— Problèmes à résoudre —
A - Dans l'article sur le coup d'État au Pakistan, à quelle date la Constitution est-elle suspendue ?
B - Reproduisez à l'identique le passage de l'article sur le coup d'État au Pakistan qui va de « Voilà donc un » jusqu'à « exerçait de fait. ».

— Texte retenu —
+---+
« Ne rien faire maintenant serait un suicide pour le Pakistan ! Je ne peux le permettre » (général Musharraf.)
Voilà donc un nouveau coup d’État militaire. Surprenant ? Non certainement pas, logique assurément ! Le général Musharraf, qui présidait aux « destinées » du Pakistan depuis 1996, vient de jeter le masque et d’assumer institutionnellement tout le pouvoir qu’il exerçait de fait.
Les faits
Le général, arrivé au bout de son mandat de président, s’est représenté devant ses électeurs et a été réélu sans problème le 6 octobre 2007. Cette élection doit être confirmée par la Cour suprême dont le premier magistrat, le « Chief Justice » Chaudhry, a été limogé par Musharraf le 9 mars 2007 puis réintégré sous la pression du monde judiciaire et des militants des droits de l’homme. Mais ce juge trouve inconstitutionnelles les deux casquettes du président, à la fois chef de l’État et chef des armées. D’autre part, des élections législatives doivent avoir lieu en janvier 2008, et le général-président trouve son assise populaire assez mince. Il a donc monté une opération de réconciliation nationale. Par ce geste il a ouvert la voie au retour d’exil de celle qui apparaît comme sa principale opposante, Benazir Bhutto. Cette dernière arrive à Karachi, la principale ville du pays, le 18 octobre 2007 bien qu’elle ait été avertie de la possibilité d’un attentat contre elle. Celui-ci a lieu et cause plus de 130 morts et 300 blessés.
Les principaux personnages de ce drame sont en place. Le général oint par ses pairs militaires et la représentation nationale, la représentante de l’opposition couverte du sang de ses martyrs et le juge drapé dans sa légitimité juridique. C’est ce dernier qui apparaît comme le danger immédiat pour Musharraf. Pour lui régler son compte, il suffit de suspendre la Constitution, et c’est ce qui est fait le 3 novembre.
+---+
— Données enregistrées —
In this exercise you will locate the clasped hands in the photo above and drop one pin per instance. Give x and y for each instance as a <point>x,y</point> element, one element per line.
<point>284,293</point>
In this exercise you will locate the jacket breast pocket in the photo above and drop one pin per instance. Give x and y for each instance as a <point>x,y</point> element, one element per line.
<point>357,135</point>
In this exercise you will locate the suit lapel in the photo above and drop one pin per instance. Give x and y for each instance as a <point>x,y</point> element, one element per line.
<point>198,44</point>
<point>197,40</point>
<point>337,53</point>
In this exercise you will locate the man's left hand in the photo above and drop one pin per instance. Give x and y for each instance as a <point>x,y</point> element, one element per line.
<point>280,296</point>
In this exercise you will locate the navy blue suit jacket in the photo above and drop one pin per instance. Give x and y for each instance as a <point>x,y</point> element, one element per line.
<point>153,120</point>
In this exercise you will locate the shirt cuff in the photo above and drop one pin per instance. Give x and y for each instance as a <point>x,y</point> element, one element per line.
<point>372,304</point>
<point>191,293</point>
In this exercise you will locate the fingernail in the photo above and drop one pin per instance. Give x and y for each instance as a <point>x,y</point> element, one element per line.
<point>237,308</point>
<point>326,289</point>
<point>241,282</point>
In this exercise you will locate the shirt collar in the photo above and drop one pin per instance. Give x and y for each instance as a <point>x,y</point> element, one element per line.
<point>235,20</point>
+---+
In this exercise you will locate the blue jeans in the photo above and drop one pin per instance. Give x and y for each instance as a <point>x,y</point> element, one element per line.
+---+
— En réponse —
A - Le 3 novembre.

B -
Voilà donc un nouveau coup d’État militaire. Surprenant ? Non certainement pas, logique assurément ! Le général Musharraf, qui présidait aux « destinées » du Pakistan depuis 1996, vient de jeter le masque et d’assumer institutionnellement tout le pouvoir qu’il exerçait de fait.